Rewrite the records below as a numbered list with one line per item, dropping any blank lines and leaving out the pictures.

---

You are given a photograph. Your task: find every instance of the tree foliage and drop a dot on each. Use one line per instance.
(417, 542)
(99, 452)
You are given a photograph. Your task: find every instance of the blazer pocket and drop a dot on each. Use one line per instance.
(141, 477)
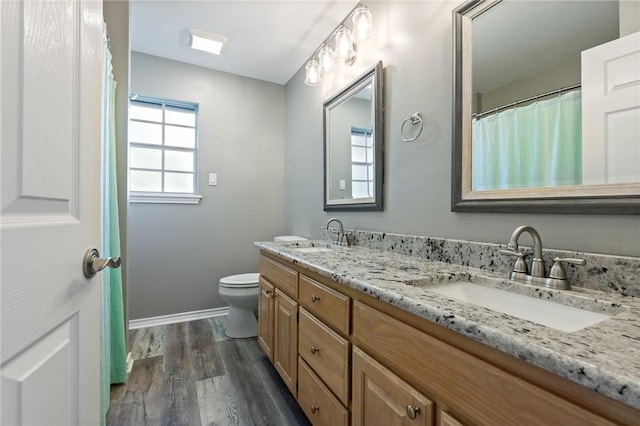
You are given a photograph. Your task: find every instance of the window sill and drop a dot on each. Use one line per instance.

---

_TASK RESULT_.
1. You are given a photograph. Your task: find every instance of the tree foliage and drop a dot on each. Use one line per instance.
2. (417, 542)
3. (99, 452)
4. You are given a photograph. Your task: find every instance of the blazer pocket and drop a dot on each. Use one line per instance.
5. (141, 477)
6. You are given a photograph. Your task: find every instance of the window sill and drop a dot on each. Use one line per instance.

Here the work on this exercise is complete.